### YOUR INSTRUCTIONS
Rewrite the items from the line with "Is there any sofa back" to the line with "0, 0, 306, 336", both included, and scale every bounding-box coordinate in their answers by 0.8, rounding to whole numbers with halves going up. Keep all other text and numbers as they are, and leave out the pictures.

### DATA PROVIDED
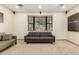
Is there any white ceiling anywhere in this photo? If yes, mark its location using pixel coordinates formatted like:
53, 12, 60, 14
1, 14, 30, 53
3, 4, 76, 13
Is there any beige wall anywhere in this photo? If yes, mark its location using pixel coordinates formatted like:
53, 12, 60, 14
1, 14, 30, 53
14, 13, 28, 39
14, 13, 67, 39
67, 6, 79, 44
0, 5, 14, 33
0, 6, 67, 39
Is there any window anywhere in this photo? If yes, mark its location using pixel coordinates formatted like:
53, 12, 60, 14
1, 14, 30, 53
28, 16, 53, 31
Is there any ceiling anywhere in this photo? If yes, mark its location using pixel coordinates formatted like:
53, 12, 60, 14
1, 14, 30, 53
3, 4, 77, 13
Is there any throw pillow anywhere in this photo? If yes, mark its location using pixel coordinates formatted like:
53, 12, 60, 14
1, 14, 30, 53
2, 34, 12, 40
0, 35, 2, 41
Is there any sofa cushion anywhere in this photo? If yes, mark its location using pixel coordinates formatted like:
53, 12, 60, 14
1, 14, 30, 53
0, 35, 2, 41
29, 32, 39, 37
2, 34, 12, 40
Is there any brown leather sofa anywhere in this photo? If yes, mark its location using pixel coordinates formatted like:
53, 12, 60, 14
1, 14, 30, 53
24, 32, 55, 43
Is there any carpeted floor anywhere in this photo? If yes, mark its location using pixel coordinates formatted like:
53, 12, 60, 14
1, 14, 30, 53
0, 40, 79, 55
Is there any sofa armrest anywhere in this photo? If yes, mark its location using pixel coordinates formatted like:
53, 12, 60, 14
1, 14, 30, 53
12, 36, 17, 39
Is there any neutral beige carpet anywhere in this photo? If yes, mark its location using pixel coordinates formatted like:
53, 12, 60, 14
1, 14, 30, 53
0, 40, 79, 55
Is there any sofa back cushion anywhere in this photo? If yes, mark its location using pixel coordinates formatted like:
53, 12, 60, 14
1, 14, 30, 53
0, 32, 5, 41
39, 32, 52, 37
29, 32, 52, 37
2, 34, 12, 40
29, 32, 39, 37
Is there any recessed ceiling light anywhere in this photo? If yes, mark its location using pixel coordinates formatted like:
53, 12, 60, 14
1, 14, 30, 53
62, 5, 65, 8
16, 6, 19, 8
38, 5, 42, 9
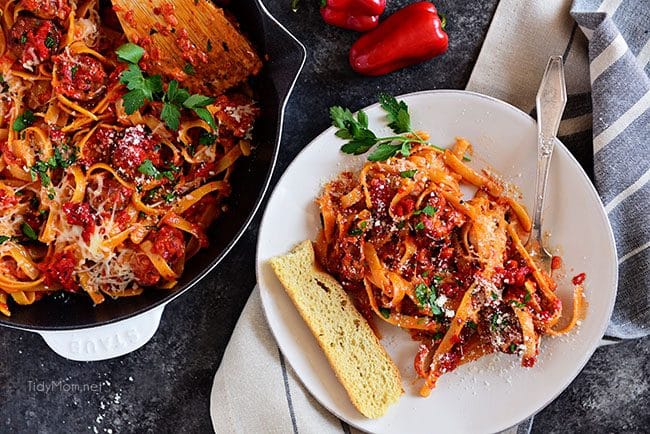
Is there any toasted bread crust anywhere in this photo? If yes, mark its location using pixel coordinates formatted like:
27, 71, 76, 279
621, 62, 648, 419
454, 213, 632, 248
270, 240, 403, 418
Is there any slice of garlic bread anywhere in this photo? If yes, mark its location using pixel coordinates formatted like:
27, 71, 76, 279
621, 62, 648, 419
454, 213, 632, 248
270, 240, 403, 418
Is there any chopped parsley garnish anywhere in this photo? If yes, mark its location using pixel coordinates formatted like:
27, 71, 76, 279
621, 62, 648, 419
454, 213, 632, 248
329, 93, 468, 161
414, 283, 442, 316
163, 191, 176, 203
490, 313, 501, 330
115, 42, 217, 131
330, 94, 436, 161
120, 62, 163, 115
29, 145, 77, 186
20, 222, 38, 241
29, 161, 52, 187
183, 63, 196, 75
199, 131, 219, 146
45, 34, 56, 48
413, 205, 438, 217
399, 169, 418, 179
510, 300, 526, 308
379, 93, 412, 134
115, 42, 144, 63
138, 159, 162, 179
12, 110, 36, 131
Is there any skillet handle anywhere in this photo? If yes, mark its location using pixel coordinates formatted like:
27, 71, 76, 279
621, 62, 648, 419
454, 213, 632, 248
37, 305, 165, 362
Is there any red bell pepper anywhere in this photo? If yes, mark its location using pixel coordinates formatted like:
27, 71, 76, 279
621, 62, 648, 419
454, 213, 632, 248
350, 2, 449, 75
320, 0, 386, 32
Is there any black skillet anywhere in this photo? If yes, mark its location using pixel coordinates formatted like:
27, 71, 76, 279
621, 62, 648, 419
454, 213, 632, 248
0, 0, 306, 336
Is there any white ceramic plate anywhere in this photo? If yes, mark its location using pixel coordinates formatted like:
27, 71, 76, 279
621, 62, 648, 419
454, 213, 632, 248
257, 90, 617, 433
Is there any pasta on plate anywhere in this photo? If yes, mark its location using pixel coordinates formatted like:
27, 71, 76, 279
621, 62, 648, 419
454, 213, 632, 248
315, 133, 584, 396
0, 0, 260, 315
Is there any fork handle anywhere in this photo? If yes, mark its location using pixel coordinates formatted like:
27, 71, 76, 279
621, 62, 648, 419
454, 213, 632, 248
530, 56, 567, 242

### ANSWER IN FULL
Is there any sofa back cushion anywhere in this photo? If yes, mark its location using pixel coordinates formatted like:
53, 12, 60, 14
1, 14, 30, 53
0, 26, 4, 33
31, 26, 42, 30
23, 26, 42, 30
2, 27, 10, 32
23, 26, 31, 30
Is there any recessed ceiling light anywhere in this photo? If yes, mark its location using pixel coordinates formatted like:
53, 12, 60, 14
1, 14, 30, 53
50, 4, 52, 6
13, 5, 15, 6
30, 4, 34, 7
Is there any toasted bread crust anywhere in this photo? If yes, mark its location using pixel coordinates formatted like:
27, 71, 76, 279
621, 62, 648, 419
454, 213, 632, 248
216, 192, 322, 334
Is there any slice of garlic bread anywhere in this photo? If yes, mark its location using pixel coordinates formatted like:
27, 71, 76, 279
621, 62, 648, 419
454, 213, 632, 248
216, 192, 322, 334
Is there any chopped parsley garnish anywhere in this photo? If yes, mark its location using pixel coordinates formatted like:
27, 71, 76, 279
621, 62, 648, 419
454, 213, 632, 248
263, 74, 374, 129
331, 226, 354, 253
130, 153, 141, 162
392, 250, 401, 264
92, 34, 174, 105
264, 75, 349, 129
96, 50, 130, 92
23, 116, 62, 149
16, 178, 30, 193
23, 129, 42, 150
146, 50, 157, 60
159, 105, 175, 117
36, 27, 45, 38
330, 164, 350, 174
319, 135, 334, 143
408, 240, 421, 246
303, 74, 330, 107
92, 34, 115, 50
110, 127, 130, 143
10, 88, 29, 105
Is there any skillet handle anywhere in this photo? If yes, mark its location using pixel coordinates formatted like:
27, 71, 76, 279
621, 62, 648, 419
454, 213, 632, 248
30, 244, 132, 290
Is there any red bell pepper anywhere in this photo? If yes, mark its location using pixel coordinates formatted like:
27, 71, 76, 279
621, 62, 648, 419
454, 213, 632, 248
280, 2, 359, 60
256, 0, 309, 26
Is there any black skillet anywhere in this photo? If yes, mark its location using pixel coordinates formatted like:
27, 71, 76, 279
621, 62, 648, 419
454, 213, 632, 248
0, 0, 245, 269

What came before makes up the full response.